DIRECTIONS FOR THIS TASK: Could you print the listing again exactly, omitting the pictures?

LISTED RECORDS:
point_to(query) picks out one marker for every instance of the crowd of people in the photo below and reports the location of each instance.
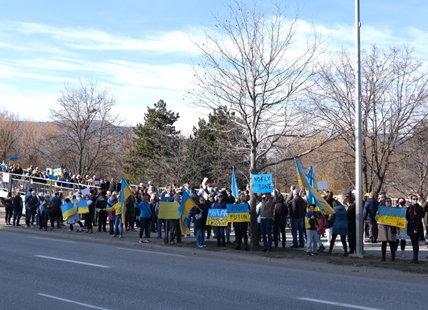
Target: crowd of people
(274, 212)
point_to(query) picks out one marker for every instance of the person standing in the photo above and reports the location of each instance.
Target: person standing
(352, 227)
(311, 225)
(8, 204)
(279, 221)
(369, 215)
(414, 216)
(387, 233)
(17, 208)
(340, 226)
(297, 214)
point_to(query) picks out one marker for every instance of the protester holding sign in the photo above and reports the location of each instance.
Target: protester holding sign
(266, 221)
(242, 227)
(201, 212)
(414, 216)
(219, 230)
(387, 233)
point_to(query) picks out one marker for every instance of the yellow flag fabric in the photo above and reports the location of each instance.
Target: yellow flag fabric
(186, 205)
(319, 200)
(125, 192)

ANSWER TO THIS EXERCISE:
point_to(query) picks out one marker for every instance of the crowd of people in the photo below and reports the location of each instance.
Target: crowd of people
(274, 212)
point_to(query) picks out one marker for every instance of the person standing in the photo above and reports the location of each instance.
Target: person standing
(352, 227)
(311, 225)
(8, 204)
(279, 221)
(369, 215)
(414, 216)
(387, 233)
(17, 208)
(340, 226)
(297, 214)
point_to(query) picks out one marker for every instance of the protester holding sign in the photo above and reports the location of each instance.
Target: protester holding sign
(266, 221)
(242, 227)
(201, 212)
(414, 216)
(219, 230)
(387, 233)
point_to(query) picks out one marker for every instance of the yellow flag fabric in the photo above and reports the location of each instance.
Target: yellow flag fabric
(186, 205)
(319, 200)
(125, 192)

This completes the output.